- **Written instruction**
Count the lines in the rows below that contain the string "this", matching case exactly, and report only that number.
■ ■ ■ ■ ■ ■ ■
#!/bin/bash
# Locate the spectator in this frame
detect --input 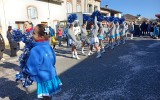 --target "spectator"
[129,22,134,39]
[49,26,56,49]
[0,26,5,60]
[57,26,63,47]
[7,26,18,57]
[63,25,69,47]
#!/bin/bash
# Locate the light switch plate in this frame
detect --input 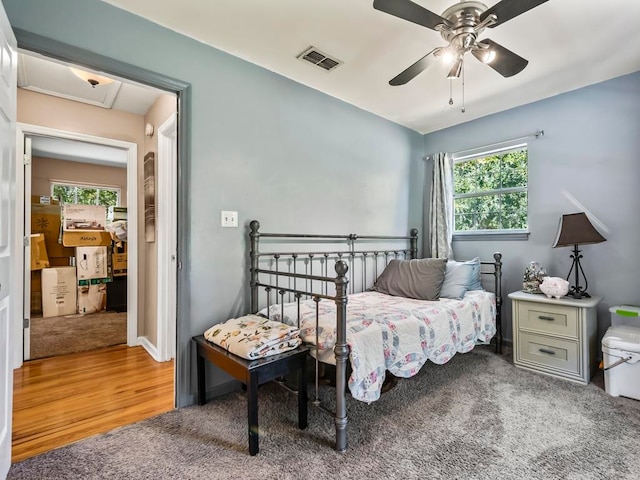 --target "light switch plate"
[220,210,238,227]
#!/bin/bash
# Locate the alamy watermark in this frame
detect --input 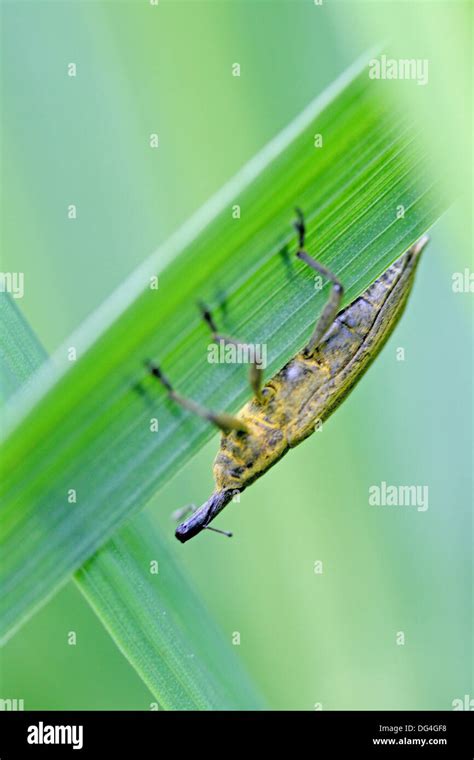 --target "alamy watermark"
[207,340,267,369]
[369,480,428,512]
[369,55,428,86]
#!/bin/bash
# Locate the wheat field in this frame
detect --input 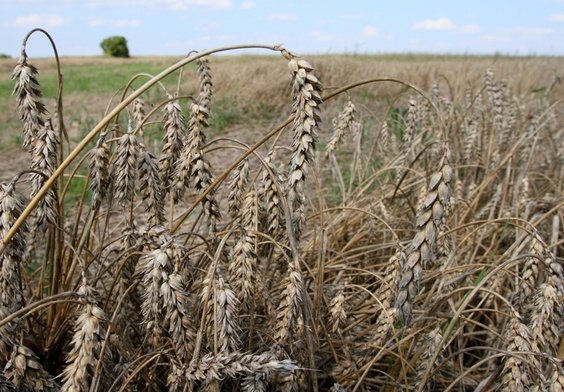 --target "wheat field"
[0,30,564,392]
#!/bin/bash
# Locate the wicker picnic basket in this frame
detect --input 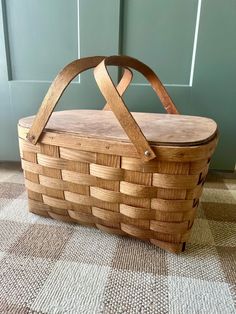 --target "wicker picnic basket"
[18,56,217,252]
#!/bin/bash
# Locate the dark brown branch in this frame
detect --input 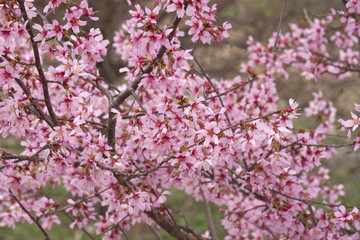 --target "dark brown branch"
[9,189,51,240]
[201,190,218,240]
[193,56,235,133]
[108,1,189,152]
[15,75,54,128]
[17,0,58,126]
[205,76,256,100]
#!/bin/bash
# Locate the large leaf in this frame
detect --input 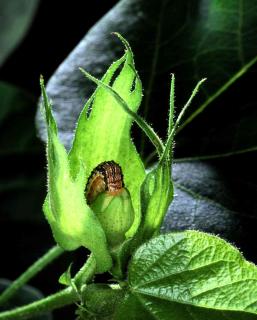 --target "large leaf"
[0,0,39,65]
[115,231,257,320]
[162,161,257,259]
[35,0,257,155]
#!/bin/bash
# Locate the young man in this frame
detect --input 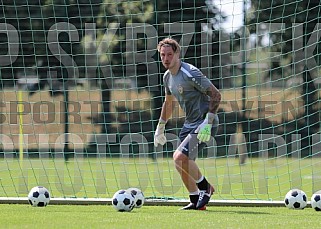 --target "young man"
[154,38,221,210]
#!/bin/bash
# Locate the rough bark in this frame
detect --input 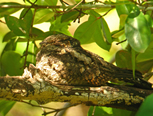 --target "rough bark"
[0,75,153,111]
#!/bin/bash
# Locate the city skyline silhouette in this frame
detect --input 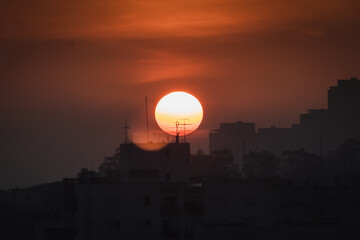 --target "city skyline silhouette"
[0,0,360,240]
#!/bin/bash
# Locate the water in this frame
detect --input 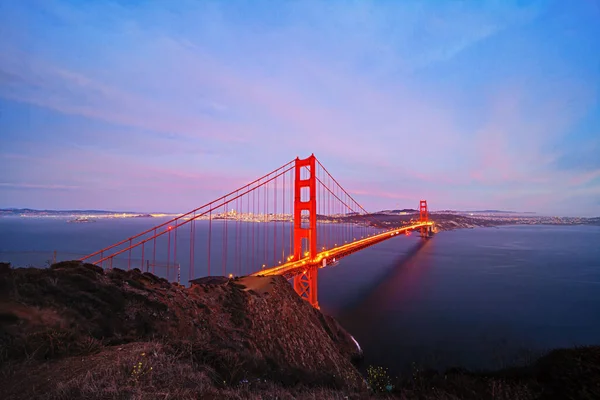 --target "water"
■ ■ ■ ■ ■ ■ ■
- **Exercise solution**
11